Everything in the records below except the images should be output exactly as written.

+ + +

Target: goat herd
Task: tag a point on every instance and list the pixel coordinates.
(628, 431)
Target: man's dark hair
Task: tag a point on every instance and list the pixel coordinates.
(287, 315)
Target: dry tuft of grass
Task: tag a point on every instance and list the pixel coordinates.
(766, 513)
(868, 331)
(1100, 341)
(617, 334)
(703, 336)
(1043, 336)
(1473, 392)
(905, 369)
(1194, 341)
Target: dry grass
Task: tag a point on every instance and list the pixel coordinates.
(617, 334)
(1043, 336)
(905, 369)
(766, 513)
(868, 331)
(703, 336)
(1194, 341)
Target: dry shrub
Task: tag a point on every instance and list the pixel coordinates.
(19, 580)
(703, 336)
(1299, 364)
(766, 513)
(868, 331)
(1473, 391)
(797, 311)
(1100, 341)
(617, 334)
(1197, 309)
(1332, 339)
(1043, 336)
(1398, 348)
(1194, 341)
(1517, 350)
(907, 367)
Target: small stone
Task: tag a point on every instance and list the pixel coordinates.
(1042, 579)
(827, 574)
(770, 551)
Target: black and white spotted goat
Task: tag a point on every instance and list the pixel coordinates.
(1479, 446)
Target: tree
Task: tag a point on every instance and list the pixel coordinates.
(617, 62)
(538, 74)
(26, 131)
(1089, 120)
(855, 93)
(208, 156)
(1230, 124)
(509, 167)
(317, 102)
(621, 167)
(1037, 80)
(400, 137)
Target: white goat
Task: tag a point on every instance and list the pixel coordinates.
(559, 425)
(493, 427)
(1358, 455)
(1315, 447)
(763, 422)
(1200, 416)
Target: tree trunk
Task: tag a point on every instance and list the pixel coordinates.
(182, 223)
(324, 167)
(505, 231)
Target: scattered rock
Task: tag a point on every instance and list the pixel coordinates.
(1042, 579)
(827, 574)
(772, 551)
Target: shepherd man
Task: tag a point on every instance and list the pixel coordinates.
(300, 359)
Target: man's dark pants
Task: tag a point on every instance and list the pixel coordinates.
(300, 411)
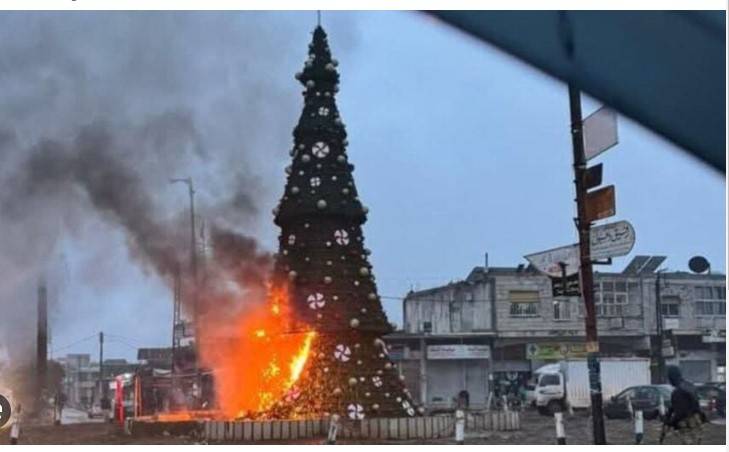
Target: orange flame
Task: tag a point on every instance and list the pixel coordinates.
(260, 361)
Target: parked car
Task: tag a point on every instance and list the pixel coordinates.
(712, 398)
(645, 398)
(567, 382)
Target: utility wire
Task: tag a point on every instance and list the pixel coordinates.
(74, 343)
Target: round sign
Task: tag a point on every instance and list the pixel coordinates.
(698, 264)
(4, 411)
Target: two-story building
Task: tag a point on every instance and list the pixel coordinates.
(500, 323)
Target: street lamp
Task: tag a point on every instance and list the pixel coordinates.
(659, 328)
(193, 267)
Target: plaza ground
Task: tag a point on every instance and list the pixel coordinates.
(536, 429)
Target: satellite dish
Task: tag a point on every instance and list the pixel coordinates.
(698, 264)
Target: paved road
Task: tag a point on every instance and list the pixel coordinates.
(536, 429)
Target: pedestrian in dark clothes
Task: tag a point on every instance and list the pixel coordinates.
(684, 415)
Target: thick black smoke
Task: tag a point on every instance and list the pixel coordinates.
(99, 110)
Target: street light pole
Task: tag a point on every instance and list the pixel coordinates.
(659, 331)
(586, 277)
(193, 270)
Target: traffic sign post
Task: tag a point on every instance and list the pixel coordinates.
(591, 206)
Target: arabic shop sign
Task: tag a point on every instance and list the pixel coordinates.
(459, 351)
(608, 240)
(611, 240)
(555, 351)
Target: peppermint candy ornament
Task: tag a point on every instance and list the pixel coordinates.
(342, 353)
(292, 394)
(355, 411)
(316, 301)
(341, 237)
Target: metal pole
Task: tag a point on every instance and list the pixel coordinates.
(102, 392)
(193, 271)
(659, 332)
(583, 227)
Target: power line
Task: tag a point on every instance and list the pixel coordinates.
(73, 343)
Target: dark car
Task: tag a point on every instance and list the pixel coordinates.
(645, 398)
(712, 398)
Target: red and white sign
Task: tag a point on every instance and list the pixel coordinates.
(459, 351)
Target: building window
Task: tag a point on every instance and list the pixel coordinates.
(610, 298)
(669, 306)
(562, 309)
(523, 303)
(710, 300)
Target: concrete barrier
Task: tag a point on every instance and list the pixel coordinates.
(398, 429)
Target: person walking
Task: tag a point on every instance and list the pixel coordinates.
(684, 415)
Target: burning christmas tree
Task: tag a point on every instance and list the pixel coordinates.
(324, 266)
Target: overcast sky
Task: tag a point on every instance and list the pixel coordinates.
(458, 150)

+ + +

Answer for the task
Target: goat herd
Task: tag a point on every instance and list the pixel coordinates.
(628, 431)
Target: man's dark hair
Task: tag a point on every instance and list the pixel coordinates.
(287, 315)
Target: dry tuft of grass
Task: tag a point on every instance and list the pixel coordinates.
(766, 513)
(868, 331)
(1100, 341)
(617, 334)
(703, 336)
(1043, 336)
(1473, 392)
(905, 369)
(1194, 341)
Target: dry grass
Task: tag a point on every instance and list the pixel coordinates.
(617, 334)
(1043, 336)
(905, 369)
(766, 513)
(868, 331)
(703, 336)
(1194, 341)
Target: dry shrub
Task: tag a point on every instance and list the pixel coordinates.
(19, 580)
(703, 336)
(1299, 364)
(766, 513)
(868, 331)
(1473, 391)
(797, 311)
(1100, 341)
(617, 334)
(1197, 309)
(1332, 339)
(1043, 336)
(1398, 348)
(1194, 341)
(1517, 350)
(907, 367)
Target: small stone
Task: tag a point on every instance and list the pixel coordinates.
(1042, 579)
(827, 574)
(770, 551)
Target: black and white spotted goat
Task: tag a point on every instance and list the pixel coordinates.
(1479, 446)
Target: tree
Task: tag a point on every instance and list the pixel coordinates.
(617, 62)
(538, 74)
(26, 131)
(1089, 120)
(855, 93)
(208, 156)
(1230, 124)
(509, 167)
(317, 102)
(621, 167)
(1037, 80)
(400, 137)
Target: white goat
Task: tag a point on every instance and list the pixel coordinates.
(559, 425)
(493, 427)
(1358, 455)
(1315, 447)
(763, 422)
(1200, 416)
Target: tree trunk
Task: tag a point on every instance and list the pixel coordinates.
(182, 223)
(324, 167)
(505, 231)
Target: scattered rock
Task: tag a point on every instance and list the pixel coordinates.
(1042, 579)
(827, 574)
(772, 551)
Target: shepherd man
Task: tag a point on every instance and list the pixel coordinates.
(300, 359)
Target: man's dark pants
Task: tag a point on every instance and list the pixel coordinates.
(300, 411)
Target: orange flame
Task: tag a point on every instance and list the pixel coordinates.
(260, 361)
Target: parked car
Task: tag a point on every instance and list the pixel coordinates.
(712, 398)
(645, 398)
(567, 382)
Target: utility wire
Task: tag a point on every instance and list the pixel coordinates.
(74, 343)
Target: round sign
Task: tag a point on every instance and list the pixel coordinates.
(698, 264)
(4, 411)
Target: two-story building
Task: tag a point on every instance and list the pixel coordinates.
(500, 323)
Target: street lamp
Task: tag a point on every instance and list the pixel coordinates.
(659, 328)
(193, 267)
Target: plaza ground
Task: tag a point on every instance and list the pixel coordinates.
(536, 429)
Target: satellite dish
Task: tag a point on every instance and list the pixel coordinates.
(698, 264)
Target: paved road
Task: tag a point on every instance and list the pixel coordinates.
(536, 429)
Target: pedestrian in dark clothes
Task: tag a point on every instance and list the pixel coordinates.
(684, 415)
Target: thick black smoke
Task: tag a point on every instance and list the pixel coordinates.
(99, 110)
Target: street light pole
Task: tag a point on every instance and list the pixel coordinates.
(659, 331)
(586, 277)
(193, 270)
Target: traffic sign post
Task: tag a point on every instance and list the pixel coordinates.
(591, 206)
Target: arabic shop sign
Task: tag a point on every instance and list the pixel coordinates.
(459, 351)
(608, 240)
(611, 240)
(555, 351)
Target: peppermint candy ornament
Task: tag a point on every instance and list the pixel coordinates.
(342, 353)
(292, 394)
(355, 411)
(316, 301)
(341, 237)
Target: metal pole
Task: tag a point on every instance and list the pixel coordinates.
(102, 392)
(193, 271)
(659, 332)
(583, 227)
Target: power line
Task: tag a point on every instance and list the pixel coordinates.
(73, 343)
Target: dark car
Task: tag a point on every instance and list the pixel coordinates.
(645, 398)
(712, 398)
Target: red and white sign
Task: tag a point on every instance and list the pixel coordinates.
(459, 351)
Target: building window
Task: tag a point on every instance and list the pixel coordinates.
(610, 298)
(669, 306)
(562, 309)
(523, 303)
(710, 300)
Target: concrete barrier
Task: tag a point on every instance and list the pixel coordinates.
(398, 429)
Target: person walking
Task: tag a point on every instance and list the pixel coordinates.
(684, 415)
Target: burning christmas tree
Task: tag a point on every instance and list the pixel coordinates.
(324, 266)
Target: overcast sky
Task: tag a point on every instance and list the pixel coordinates.
(458, 150)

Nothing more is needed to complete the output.